__TASK GOAL__
Could you convert the lines of the entries below, starting at the line containing "For every instance of the white background, give" and ending at the last line of the entries, into a JSON list of strings with one string per line and blank lines omitted?

__SOURCE DATA__
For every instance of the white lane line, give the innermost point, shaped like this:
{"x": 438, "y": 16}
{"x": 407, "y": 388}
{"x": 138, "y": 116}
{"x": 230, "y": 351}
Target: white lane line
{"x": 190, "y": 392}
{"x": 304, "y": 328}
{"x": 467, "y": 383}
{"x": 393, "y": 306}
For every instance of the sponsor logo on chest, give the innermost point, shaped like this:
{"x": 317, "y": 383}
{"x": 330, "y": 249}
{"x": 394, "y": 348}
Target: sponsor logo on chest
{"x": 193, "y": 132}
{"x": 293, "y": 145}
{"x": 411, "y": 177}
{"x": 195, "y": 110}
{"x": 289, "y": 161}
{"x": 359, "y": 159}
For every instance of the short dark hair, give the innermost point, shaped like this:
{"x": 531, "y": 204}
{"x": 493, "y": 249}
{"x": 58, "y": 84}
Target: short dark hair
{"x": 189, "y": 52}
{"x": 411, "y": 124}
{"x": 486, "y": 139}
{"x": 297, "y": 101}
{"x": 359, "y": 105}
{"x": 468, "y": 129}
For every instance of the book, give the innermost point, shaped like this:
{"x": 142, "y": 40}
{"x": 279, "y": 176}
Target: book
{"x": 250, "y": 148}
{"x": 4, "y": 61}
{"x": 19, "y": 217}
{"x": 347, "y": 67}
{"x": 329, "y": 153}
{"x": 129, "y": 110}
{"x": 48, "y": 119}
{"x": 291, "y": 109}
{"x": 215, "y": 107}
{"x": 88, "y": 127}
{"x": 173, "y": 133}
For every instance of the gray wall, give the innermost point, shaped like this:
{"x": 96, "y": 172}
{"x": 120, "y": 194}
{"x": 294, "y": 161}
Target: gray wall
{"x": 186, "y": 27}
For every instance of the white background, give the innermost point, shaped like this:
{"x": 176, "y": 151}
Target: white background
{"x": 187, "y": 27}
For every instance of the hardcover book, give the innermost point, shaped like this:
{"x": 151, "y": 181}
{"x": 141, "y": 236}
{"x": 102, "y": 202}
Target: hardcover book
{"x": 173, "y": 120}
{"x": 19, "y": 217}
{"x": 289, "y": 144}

__RESPONSE BELOW__
[
  "For every instance of the white background, give the innermost point, shaped like this:",
  "{\"x\": 176, \"y\": 151}",
  "Target: white background",
  "{\"x\": 187, \"y\": 27}",
  "For every instance of the hardcover book, give the innermost point, shaped like this:",
  "{\"x\": 151, \"y\": 181}",
  "{\"x\": 141, \"y\": 236}",
  "{\"x\": 102, \"y\": 202}",
  "Target: hardcover book",
  "{\"x\": 173, \"y\": 120}",
  "{\"x\": 19, \"y\": 217}",
  "{\"x\": 289, \"y\": 144}"
]